Defeito na origem

Crise está no ensino fundamental e não nas faculdades

Autor

  • João Grandino Rodas

    é presidente do Tribunal Permanente de Revisão do Mercosul diretor da Faculdade de Direito da USP mestre pela Harvard Law School e desembargador federal aposentado.

31 de janeiro de 2008, 11h23

A impossibilidade de serem abertas a todos os postulantes as portas da universidade no modelo público e gratuito — tradicionalmente aceitável — fez com que a universidade privada e paga acabasse responsável pelo oferecimento da grande maioria da vagas no ensino superior brasileiro. Por serem mais antigas, é natural, que as universidades públicas atraiam os pretendentes mais bem preparados.

Governos, entidades de classe e as próprias instituições educacionais buscam fiscalizar e dirigir o ensino — mas no Brasil, infelizmente, ainda não vicejou a auto-regulamentação no setor educacional. No âmbito do ensino jurídico, ora tomado como exemplo, o Ministério da Educação e a Ordem dos Advogados do Brasil vêm, cada qual à sua maneira e com objetivos próprios, buscando controlá-lo, objetivando seu aperfeiçoamento.

Embora seja salutar que o MEC venha cumprindo sua finalidade, sua fiscalização deve seguir certos parâmetros, sob pena de ser inócua. Muito embora os governos se sucedam e, ainda mais amiúde, se substituam os ministros, é imperiosa uma política básica e permanente de controle das instituições de ensino superior — públicas e privadas —, pois somente assim haverá credibilidade e eficácia. O MEC não se tem eximido, nas últimas décadas, de seu papel de controlador. Não se tem assistido, contudo, a ação uniforme e contínua, mas sim a movimentos episódicos e abruptos. A serena permanência de medidas de Estado imprime mais respeito do que o estrondo passageiro de ações de governo, uma vez que as políticas educacionais somente produzem frutos a longo prazo.

Por outro lado, a OAB, há décadas ministradora do exame que tem o condão de transformar o bacharel em advogado, não cessa de exigir maior participação na autorização para abertura de novos cursos jurídicos, bem como no controle de seu funcionamento. O exame em questão tem sido benéfico, impedindo que bacharéis sem a menor condição exerçam a advocacia, em detrimento da Justiça e de seus clientes. Indiretamente, contribui para o progresso do ensino do Direito, por exigir das escolas uma melhor preparação. Há, entretanto, aspectos irresolvidos, como a variabilidade de nível de exigência de Exame de Ordem nos estados da Federação e a real adequação à sua finalidade de detectar condições mínimas para o exercício profissional. Seria propício que os pareceres da OAB tivessem maior força, sem, contudo, retirar o poder decisório final do MEC.

Para completar o tripé embasador de progresso real e constante do ensino jurídico falta a implementação da auto-regulamentação, a exemplo do já ocorrido em outros segmentos. Algumas faculdades de Direito, públicas e privadas, lançariam um convite às demais para a formação de um grupo inicial que, anualmente, determinaria práticas factíveis (best practices) a serem voluntariamente seguidas. Essas práticas, com o tempo, se tornariam normas de conduta, reunidas num código de auto-regulamentação. Toda e qualquer escola jurídica, independentemente do patamar em que se encontre, poderia ingressar nesse sistema e dele se beneficiar, por ser ele paulatino e começar pelo básico. O único requisito necessário seria genuína boa intenção. As escolas que aderissem se destacariam das demais, por ostentarem um selo de qualidade.
○ ○ ○ ○ ○ ○ ○
▶ _Exercício breve_: Prossiga o texto sobre o controle do ensino jurídico no Brasil a partir de sua última frase.
○ ○ ○ ○ ○ ○ ○
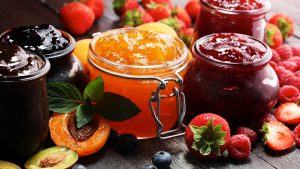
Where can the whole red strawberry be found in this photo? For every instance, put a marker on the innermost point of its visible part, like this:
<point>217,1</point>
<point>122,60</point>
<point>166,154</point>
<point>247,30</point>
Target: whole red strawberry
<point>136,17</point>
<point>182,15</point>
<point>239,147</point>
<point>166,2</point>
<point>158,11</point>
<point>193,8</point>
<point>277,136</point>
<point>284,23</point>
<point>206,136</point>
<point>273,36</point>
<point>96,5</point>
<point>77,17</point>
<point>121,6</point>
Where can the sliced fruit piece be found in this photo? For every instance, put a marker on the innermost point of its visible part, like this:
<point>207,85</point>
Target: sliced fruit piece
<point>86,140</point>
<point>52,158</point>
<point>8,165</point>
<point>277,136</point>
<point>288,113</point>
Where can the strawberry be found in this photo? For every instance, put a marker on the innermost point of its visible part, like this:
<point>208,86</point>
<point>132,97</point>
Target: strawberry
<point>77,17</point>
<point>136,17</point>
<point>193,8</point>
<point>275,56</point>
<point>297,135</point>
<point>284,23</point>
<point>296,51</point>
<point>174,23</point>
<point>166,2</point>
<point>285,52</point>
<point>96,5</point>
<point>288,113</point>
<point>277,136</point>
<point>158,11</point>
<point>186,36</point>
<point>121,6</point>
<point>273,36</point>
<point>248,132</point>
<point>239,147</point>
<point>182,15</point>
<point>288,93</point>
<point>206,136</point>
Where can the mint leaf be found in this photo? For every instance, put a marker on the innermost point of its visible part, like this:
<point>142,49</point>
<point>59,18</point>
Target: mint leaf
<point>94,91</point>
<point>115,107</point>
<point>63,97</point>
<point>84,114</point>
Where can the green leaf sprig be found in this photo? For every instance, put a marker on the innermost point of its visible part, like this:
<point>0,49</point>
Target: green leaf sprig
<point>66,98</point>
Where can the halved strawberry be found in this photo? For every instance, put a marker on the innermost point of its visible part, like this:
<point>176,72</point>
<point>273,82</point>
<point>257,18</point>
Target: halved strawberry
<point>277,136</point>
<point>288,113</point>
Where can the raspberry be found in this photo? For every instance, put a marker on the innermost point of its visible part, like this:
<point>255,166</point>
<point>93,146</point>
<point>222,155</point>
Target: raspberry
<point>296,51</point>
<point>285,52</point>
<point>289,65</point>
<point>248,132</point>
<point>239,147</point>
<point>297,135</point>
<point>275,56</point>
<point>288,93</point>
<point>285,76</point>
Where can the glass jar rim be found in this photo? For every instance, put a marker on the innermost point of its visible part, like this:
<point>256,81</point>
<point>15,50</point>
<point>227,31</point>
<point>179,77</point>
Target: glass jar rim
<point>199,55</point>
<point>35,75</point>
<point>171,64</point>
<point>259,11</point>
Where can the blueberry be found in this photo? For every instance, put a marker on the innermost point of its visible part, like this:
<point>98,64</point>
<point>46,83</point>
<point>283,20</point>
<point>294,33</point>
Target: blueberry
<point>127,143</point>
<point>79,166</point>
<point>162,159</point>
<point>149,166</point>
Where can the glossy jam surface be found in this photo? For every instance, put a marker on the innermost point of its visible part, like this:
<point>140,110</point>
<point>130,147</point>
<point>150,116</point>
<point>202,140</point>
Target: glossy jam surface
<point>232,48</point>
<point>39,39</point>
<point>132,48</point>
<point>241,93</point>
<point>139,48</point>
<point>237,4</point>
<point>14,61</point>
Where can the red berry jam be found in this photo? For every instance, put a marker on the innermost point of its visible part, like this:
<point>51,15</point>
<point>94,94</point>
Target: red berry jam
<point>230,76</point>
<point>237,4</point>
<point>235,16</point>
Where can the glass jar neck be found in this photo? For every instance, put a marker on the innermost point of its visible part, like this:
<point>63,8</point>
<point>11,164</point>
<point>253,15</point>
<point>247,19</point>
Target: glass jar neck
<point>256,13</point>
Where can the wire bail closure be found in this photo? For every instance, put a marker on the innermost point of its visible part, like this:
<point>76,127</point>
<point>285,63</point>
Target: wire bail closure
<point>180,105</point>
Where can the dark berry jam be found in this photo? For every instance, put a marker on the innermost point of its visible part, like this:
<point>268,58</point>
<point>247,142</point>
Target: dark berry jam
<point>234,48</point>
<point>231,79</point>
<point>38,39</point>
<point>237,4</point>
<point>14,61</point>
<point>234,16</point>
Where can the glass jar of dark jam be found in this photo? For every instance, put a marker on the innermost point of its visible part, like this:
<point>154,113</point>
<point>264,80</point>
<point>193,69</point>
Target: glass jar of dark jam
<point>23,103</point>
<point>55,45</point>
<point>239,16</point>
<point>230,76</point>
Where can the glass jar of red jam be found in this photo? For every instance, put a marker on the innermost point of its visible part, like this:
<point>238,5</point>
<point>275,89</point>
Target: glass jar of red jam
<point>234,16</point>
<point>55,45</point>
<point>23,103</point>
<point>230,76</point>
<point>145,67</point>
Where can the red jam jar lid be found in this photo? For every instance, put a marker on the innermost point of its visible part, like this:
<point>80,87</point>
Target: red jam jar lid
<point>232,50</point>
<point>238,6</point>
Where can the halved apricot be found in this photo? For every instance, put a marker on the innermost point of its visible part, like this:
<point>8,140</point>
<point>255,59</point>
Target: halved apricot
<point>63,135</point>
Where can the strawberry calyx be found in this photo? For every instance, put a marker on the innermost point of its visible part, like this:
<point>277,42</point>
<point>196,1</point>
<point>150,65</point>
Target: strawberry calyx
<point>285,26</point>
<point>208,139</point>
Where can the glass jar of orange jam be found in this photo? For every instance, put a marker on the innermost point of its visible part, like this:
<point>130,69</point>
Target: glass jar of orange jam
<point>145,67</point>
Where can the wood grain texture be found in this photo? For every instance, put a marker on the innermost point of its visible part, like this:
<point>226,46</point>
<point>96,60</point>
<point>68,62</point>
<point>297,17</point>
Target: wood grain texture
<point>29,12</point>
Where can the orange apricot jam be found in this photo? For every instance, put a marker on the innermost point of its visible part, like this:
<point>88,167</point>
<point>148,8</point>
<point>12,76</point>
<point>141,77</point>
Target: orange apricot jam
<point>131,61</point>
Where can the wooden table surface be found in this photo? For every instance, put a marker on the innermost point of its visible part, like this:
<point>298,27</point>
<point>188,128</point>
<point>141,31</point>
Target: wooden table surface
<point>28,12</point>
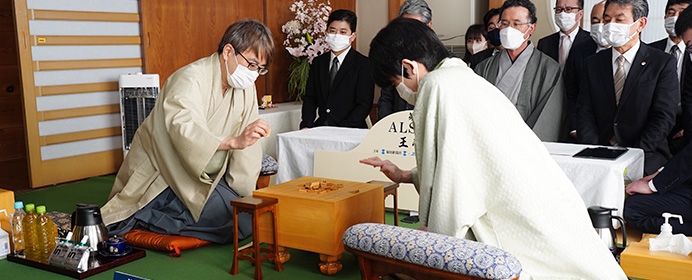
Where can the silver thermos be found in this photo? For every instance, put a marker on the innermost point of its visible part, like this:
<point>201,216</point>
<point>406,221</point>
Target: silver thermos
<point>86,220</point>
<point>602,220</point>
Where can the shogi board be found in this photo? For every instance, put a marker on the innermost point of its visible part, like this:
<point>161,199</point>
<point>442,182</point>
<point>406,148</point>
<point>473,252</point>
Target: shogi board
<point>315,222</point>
○ ○ ○ ○ ○ ○ ○
▶ _Resposta_:
O aperfeiçoamento do ensino superior é tarefa complexa, mormente num país continental, com população próxima de 200 milhões, como o Brasil. O sucesso dessa tarefa hercúlea depende da conjugação de forças, por longo espaço de tempo, do governo, das entidades de classe e das próprias instituições de ensino.

O MEC vem de realizar ofensiva fiscalizatória, com a promessa de estendê-la aos demais cursos, começando pelos de Pedagogia. Punindo os cursos de Direito cujos alunos se houveram mal no Enade e no Exame de Ordem, obrigou-os (mesmo que sob a aparência de assinatura de protocolo) a diminuir as vagas oferecidas, bem como a tomar uma série de medidas no que tange à melhora de suas grades curriculares, de seu corpos docentes, de suas bibliotecas, etc.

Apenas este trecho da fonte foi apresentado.